-- begin The data --

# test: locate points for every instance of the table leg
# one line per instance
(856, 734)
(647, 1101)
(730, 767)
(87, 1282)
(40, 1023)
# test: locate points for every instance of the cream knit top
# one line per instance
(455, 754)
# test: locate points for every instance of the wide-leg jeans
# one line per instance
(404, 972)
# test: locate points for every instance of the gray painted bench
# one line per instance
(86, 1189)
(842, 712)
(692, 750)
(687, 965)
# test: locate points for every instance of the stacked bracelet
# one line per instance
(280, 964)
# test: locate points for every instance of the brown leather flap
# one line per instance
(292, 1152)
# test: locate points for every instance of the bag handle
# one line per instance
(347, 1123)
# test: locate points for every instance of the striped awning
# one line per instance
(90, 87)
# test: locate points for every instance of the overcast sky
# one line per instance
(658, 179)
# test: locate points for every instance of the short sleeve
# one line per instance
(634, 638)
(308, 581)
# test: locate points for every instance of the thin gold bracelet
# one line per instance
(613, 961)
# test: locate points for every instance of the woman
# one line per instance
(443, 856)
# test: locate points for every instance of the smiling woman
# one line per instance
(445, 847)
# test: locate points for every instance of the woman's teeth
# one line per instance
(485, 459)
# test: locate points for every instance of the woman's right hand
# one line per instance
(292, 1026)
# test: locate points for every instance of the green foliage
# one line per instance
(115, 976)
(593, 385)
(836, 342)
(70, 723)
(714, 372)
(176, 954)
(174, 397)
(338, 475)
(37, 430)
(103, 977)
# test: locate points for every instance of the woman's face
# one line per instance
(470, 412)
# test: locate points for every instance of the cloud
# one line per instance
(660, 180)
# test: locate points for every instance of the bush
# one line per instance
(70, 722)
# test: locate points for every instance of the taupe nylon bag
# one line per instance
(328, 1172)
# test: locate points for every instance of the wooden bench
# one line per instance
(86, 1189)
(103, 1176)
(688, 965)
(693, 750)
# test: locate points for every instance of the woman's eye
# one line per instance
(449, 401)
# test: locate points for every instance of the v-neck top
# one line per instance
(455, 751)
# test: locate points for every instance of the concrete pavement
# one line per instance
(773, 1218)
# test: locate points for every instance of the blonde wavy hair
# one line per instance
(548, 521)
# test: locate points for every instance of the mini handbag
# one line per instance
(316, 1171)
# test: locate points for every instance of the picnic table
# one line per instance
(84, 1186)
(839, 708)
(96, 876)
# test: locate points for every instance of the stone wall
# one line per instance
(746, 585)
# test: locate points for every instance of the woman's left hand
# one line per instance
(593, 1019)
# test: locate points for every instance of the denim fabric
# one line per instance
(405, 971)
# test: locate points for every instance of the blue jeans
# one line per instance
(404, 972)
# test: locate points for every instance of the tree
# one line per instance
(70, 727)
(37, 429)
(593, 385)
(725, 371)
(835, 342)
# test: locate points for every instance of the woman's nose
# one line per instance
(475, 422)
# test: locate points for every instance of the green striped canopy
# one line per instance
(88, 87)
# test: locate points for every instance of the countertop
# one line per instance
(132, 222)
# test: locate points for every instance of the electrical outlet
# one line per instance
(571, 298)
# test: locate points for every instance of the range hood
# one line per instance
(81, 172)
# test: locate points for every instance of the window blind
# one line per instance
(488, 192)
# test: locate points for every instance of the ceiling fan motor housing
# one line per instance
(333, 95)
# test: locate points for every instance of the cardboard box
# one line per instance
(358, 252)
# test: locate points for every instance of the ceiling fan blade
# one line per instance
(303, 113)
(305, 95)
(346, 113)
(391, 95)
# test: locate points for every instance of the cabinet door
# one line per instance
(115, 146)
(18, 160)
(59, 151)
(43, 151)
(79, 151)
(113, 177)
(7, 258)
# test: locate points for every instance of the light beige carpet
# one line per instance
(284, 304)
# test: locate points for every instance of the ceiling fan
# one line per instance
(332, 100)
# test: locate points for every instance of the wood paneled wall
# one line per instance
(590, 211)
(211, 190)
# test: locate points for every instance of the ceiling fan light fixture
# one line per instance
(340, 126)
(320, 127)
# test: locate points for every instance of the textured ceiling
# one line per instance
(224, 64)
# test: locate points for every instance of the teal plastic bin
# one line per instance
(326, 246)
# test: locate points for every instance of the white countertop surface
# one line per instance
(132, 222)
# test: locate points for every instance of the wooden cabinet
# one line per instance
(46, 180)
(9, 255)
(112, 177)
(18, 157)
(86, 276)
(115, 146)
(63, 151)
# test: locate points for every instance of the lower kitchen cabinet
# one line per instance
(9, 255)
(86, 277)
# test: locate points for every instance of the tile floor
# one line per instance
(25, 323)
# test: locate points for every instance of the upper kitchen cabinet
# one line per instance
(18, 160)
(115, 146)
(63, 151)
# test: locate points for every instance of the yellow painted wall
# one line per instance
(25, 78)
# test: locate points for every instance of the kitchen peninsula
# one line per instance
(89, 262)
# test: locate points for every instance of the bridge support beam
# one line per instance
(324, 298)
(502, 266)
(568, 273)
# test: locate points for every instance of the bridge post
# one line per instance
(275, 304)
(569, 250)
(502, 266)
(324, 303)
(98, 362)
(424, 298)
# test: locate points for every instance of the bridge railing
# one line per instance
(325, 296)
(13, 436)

-- end The data --

● What the exercise asks
Without leaving anything out, quote all the data.

● Problem solution
# test: locate points for every instance of the table leg
# one line per instance
(856, 734)
(647, 1101)
(730, 767)
(87, 1282)
(40, 1023)
# test: locate points for every instance of the cream knit top
# one line per instance
(455, 754)
# test: locate points for every instance of the wide-leg jeans
# one line per instance
(404, 972)
# test: locate points for every instance of the gray painted bench
# one line per instance
(86, 1189)
(842, 712)
(692, 750)
(687, 965)
# test: locate points for every instance of the stacked bracelet
# one line per instance
(280, 964)
# test: locate points for every instance of the brown leather flap
# one line per instance
(292, 1152)
# test: locate points for every instance of the bag handle
# one line per instance
(347, 1123)
# test: locate points for every instance of the striped awning
# one line per instance
(90, 87)
# test: locate points for every instance of the overcast sky
# one line per instance
(658, 179)
# test: locate points for every instance of the short sleeve
# one line per instance
(634, 638)
(308, 581)
# test: locate points for every instance of the thin gold bracelet
# one line per instance
(613, 961)
# test: locate points for every instance of the woman
# one line per instance
(443, 856)
# test: locate points for every instance of the smiling woman
# one line per instance
(445, 847)
# test: locate points for every instance of the woman's teeth
# one line per instance
(485, 459)
# test: locate points for every instance of the woman's right hand
# one line per instance
(292, 1026)
# test: locate points for every instance of the green foliage
# one line per instance
(115, 976)
(593, 385)
(836, 342)
(70, 723)
(714, 372)
(176, 954)
(174, 397)
(338, 475)
(37, 430)
(103, 977)
# test: locate points for every instance of the woman's face
# one line per instance
(470, 412)
# test: locate points for every instance of the cloud
# one line per instance
(660, 180)
# test: locate points for every instance of the bush
# one line per instance
(70, 722)
# test: locate points for every instance of the taupe nylon bag
# one line per instance
(328, 1172)
# test: locate points for every instance of the wooden bench
# one line per instance
(86, 1189)
(103, 1176)
(688, 965)
(693, 750)
# test: locate points for every instance of the woman's eye
# one line per instance
(449, 401)
# test: locate points for every instance of the v-neck top
# one line per instance
(455, 751)
# test: locate points for every instance of the concrete pavement
# one line per instance
(773, 1218)
# test: locate points for every instance of the blonde wavy hair
# one line per instance
(548, 521)
# test: locate points for every instance of the mini handbag
# one line per instance
(316, 1171)
# test: locate points for every instance of the picnic table
# one line per instance
(84, 1186)
(839, 708)
(96, 876)
# test: locate points for every instance of the stone wall
# one line per instance
(746, 585)
# test: locate points for every instance of the woman's left hand
# one line per instance
(593, 1019)
# test: locate points for every instance of the denim fabric
# one line per instance
(405, 971)
# test: locate points for every instance of the blue jeans
# one line per instance
(404, 972)
# test: locate points for every instance of the tree
# one line per instance
(70, 727)
(37, 429)
(593, 385)
(725, 371)
(835, 342)
# test: locate points for every instance of the woman's nose
# one line per instance
(475, 422)
# test: locate points for every instance of the green striped canopy
# one line per instance
(88, 87)
# test: locate points for every instance of the countertop
# one line per instance
(132, 222)
# test: locate points for every instance of the electrical outlet
# one line per instance
(571, 298)
# test: locate points for every instance of the range hood
# one line per instance
(81, 172)
# test: locate points for every instance of the window blind
# one line per instance
(488, 192)
# test: locate points for every instance of the ceiling fan motor housing
# one line per instance
(333, 95)
# test: locate points for every instance of the cardboard box
# one line per instance
(358, 252)
# test: locate points for every instance of the ceiling fan blade
# one line per instance
(303, 113)
(305, 95)
(346, 113)
(391, 95)
# test: locate points for every instance of the cabinet door
# one line per instance
(115, 146)
(18, 160)
(59, 151)
(43, 151)
(79, 151)
(113, 177)
(7, 258)
# test: locate points for every instance of the light beige carpet
# one line per instance
(284, 304)
# test: locate points for every instance of the ceiling fan
# one line per instance
(332, 100)
# test: locate points for every instance of the wood paneled wall
# one line per instance
(590, 211)
(211, 190)
# test: locate points for every instance of the ceiling fan light fixture
# one line per instance
(340, 126)
(320, 127)
# test: locate points for every instance of the textured ceiling
# one line per instance
(224, 64)
# test: locate points for every instance of the teal plastic bin
# one line per instance
(326, 246)
# test: locate points for every instance of the white countertop surface
# one line per instance
(132, 222)
# test: locate points for every instance of the wooden cabinet
# one line per instance
(46, 180)
(9, 255)
(112, 177)
(18, 157)
(86, 276)
(115, 146)
(63, 151)
# test: locate points for every instance of the lower kitchen cabinet
# one line per instance
(9, 255)
(86, 277)
# test: locate points for every instance of the tile floor
# one line per instance
(25, 323)
# test: locate points for every instance of the upper kitchen cabinet
# one line per instance
(18, 160)
(115, 146)
(63, 151)
# test: locate points for every instance of the yellow painted wall
# one line per instance
(25, 78)
# test: locate points for every instance of the kitchen peninsula
# one line per instance
(89, 262)
# test: locate points for every instance of the bridge support beam
# one line per instance
(324, 298)
(502, 266)
(568, 273)
# test: locate points for every instance of the bridge post
# one line per instance
(275, 304)
(569, 250)
(502, 266)
(324, 303)
(98, 362)
(424, 298)
# test: locate points for every instance of the bridge railing
# one line per instance
(325, 296)
(13, 436)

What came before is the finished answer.